[Location identification items]
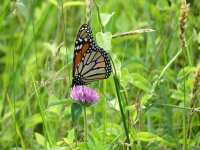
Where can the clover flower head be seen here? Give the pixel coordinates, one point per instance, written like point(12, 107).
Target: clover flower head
point(84, 95)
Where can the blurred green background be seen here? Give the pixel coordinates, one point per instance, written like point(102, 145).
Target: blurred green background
point(36, 51)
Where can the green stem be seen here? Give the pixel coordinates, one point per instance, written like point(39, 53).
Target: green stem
point(119, 97)
point(99, 18)
point(85, 124)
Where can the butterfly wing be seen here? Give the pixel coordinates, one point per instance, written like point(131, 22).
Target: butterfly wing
point(82, 44)
point(91, 62)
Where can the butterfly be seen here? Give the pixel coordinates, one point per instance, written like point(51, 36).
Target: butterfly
point(90, 62)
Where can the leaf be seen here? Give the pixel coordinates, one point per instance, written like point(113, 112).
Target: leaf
point(145, 98)
point(140, 82)
point(105, 18)
point(68, 4)
point(104, 40)
point(40, 139)
point(76, 110)
point(150, 137)
point(33, 120)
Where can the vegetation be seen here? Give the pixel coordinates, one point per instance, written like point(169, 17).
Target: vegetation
point(151, 100)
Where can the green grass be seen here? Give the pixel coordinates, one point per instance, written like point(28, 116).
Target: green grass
point(151, 100)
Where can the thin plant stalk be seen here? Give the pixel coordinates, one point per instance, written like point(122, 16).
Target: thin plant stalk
point(85, 125)
point(119, 98)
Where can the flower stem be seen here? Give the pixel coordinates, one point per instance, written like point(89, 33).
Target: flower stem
point(85, 124)
point(119, 97)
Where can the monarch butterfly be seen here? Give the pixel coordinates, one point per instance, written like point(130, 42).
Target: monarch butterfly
point(90, 62)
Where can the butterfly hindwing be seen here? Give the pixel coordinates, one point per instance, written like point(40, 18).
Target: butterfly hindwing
point(91, 62)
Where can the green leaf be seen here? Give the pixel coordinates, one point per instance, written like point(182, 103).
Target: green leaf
point(141, 82)
point(105, 18)
point(33, 120)
point(40, 139)
point(104, 40)
point(76, 110)
point(150, 137)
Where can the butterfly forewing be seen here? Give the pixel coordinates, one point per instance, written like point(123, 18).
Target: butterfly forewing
point(91, 62)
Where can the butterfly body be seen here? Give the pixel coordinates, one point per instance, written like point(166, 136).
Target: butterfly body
point(90, 62)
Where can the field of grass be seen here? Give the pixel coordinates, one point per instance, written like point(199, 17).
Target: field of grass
point(151, 101)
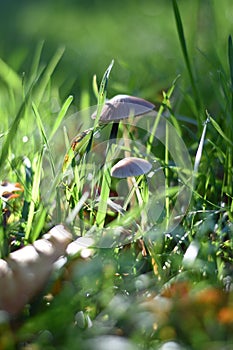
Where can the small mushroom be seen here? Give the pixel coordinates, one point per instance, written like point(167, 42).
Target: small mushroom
point(121, 107)
point(130, 166)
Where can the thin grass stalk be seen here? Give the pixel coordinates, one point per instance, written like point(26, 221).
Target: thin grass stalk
point(181, 35)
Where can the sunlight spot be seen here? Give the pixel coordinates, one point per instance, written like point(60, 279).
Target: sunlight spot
point(25, 139)
point(191, 253)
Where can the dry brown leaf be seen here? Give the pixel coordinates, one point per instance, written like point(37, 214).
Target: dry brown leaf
point(24, 273)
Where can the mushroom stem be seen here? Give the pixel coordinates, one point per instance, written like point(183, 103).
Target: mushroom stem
point(114, 131)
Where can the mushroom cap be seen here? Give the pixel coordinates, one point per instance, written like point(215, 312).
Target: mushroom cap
point(122, 106)
point(130, 166)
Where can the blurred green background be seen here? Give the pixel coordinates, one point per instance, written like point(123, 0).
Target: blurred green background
point(139, 35)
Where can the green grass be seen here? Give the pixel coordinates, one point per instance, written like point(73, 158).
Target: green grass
point(151, 279)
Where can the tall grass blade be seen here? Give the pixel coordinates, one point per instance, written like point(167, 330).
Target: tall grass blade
point(230, 58)
point(180, 30)
point(34, 196)
point(199, 153)
point(61, 115)
point(40, 89)
point(9, 76)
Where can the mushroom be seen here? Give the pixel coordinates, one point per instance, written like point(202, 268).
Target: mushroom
point(130, 166)
point(121, 107)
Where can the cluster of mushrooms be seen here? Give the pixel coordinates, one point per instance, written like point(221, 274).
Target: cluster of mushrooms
point(119, 108)
point(25, 272)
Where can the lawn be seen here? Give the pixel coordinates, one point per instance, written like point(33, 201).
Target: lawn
point(116, 233)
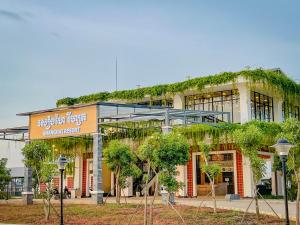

*Objective*: Swap "Give the pixel coordinates" for "Report the pixel coordinates" throughout all the rows and reproduce the lines with nothing else changed. Omit the pictures from your output.

*Full response*:
Where can the clover flower head be seen here? Report the pixel coordinates, one point per instance, written like point(12, 107).
Target: clover flower head
point(84, 95)
Where can the blurred green background be seen here? Report the pixel coordinates, one point per instance, written like point(102, 145).
Target: blurred green background
point(36, 51)
Where can the green stem be seen here? Report the pixel coordinates, one point per instance, written like point(39, 53).
Target: green stem
point(119, 97)
point(99, 18)
point(85, 124)
Where can the butterfly wing be seen here? Report the pixel coordinates, one point per instance, written like point(131, 22).
Target: butterfly wing
point(82, 44)
point(91, 62)
Where can the butterfly be seen here? Report the pixel coordinates, one point per instance, written like point(51, 36).
Target: butterfly
point(90, 62)
Where can the leaf be seen here? Report the pixel coordinates, one point per instance, written like point(113, 112).
Target: leaf
point(145, 98)
point(140, 82)
point(105, 18)
point(68, 4)
point(104, 40)
point(40, 139)
point(76, 110)
point(150, 137)
point(33, 120)
Where can the vegetation be seen here? Report the pixel coordinates, one point per instance, written like point(169, 17).
Target: vegetation
point(151, 100)
Where can the green grass be seen here? Report the pixel coordinates, one point per instance, written like point(28, 116).
Target: green grass
point(151, 100)
Where can the thin plant stalk be seen here? Report the pixel coordinates, one point per instance, written like point(122, 16).
Target: thin plant stalk
point(85, 125)
point(119, 98)
Where can the flower stem be seen here? Report the pixel coordinates, one point per instance, written like point(89, 33).
Target: flower stem
point(85, 124)
point(119, 97)
Where can the monarch butterfly be seen here? Report the pixel coordinates, one point per instance, written like point(130, 42).
Target: monarch butterfly
point(90, 62)
Where can the butterfly hindwing be seen here? Report the pixel coordinates, one point per instance, written like point(40, 18).
Target: butterfly hindwing
point(91, 62)
Where can the green leaf be seen here? Report the pixel coordinates, one point per instance, written like point(182, 103).
Target: green leaf
point(141, 82)
point(105, 18)
point(33, 120)
point(40, 139)
point(104, 40)
point(76, 110)
point(150, 137)
Where can the butterfly forewing be seen here? Report the pixel coordinates, one point per instance, written like point(123, 18).
Target: butterfly forewing
point(91, 62)
Where can the butterfly body be seen here? Report the pixel coordinates, one point per instance, written like point(166, 136).
Target: butterfly body
point(90, 62)
Where can the field of grass be seen here? Report the pixel coordinates, one point per instance, written like point(199, 17).
Target: field of grass
point(151, 101)
Where can the small mushroom be seen here? Report the pixel coordinates, one point per instance, written like point(167, 42).
Target: small mushroom
point(121, 107)
point(130, 166)
Where can the thin grass stalk be seen here? Report the pixel coordinates, one point per instance, written like point(26, 221).
Target: thin grass stalk
point(181, 35)
Where can the sunlight spot be seen here? Report the pixel coordinates, one point per instance, written like point(60, 279).
Target: sunlight spot
point(25, 139)
point(191, 253)
Where can the dry brown leaf be seen here? Report the pixel coordinates, one point per instance, written like point(37, 214).
Target: dry brown leaf
point(24, 273)
Where can the mushroom stem be seen here? Report the pixel coordinates, one point per instance, written like point(183, 103).
Target: mushroom stem
point(114, 131)
Where can the mushroom cap be seen here? Report the pixel coordinates, one point per instance, written like point(215, 312).
Target: mushroom cap
point(122, 106)
point(130, 166)
Where can the blurred green background be seen here? Report the pixel coordinates, one point per instance, written like point(123, 0).
Target: blurred green background
point(139, 35)
Where can the green grass be seen here? Report the pixel coordinates, one point per instance, written like point(73, 158).
Target: green grass
point(151, 279)
Where can the tall grass blade be seen here? Report the pixel coordinates, one point per instance, written like point(167, 330).
Target: tall grass blade
point(230, 58)
point(180, 30)
point(34, 196)
point(199, 153)
point(61, 115)
point(40, 89)
point(9, 76)
Where can the mushroom be seen here? Report the pixel coordinates, one point per instance, written like point(202, 268).
Target: mushroom
point(130, 166)
point(121, 107)
Where can the cluster of mushrooms be seen here? Report the pixel coordinates, one point per instance, written like point(221, 274).
Target: cluster of mushrooms
point(119, 108)
point(25, 272)
Where can the lawn be seen here? Report the pixel coordinates, one point per instance, written like point(33, 201).
Target: lawn
point(116, 233)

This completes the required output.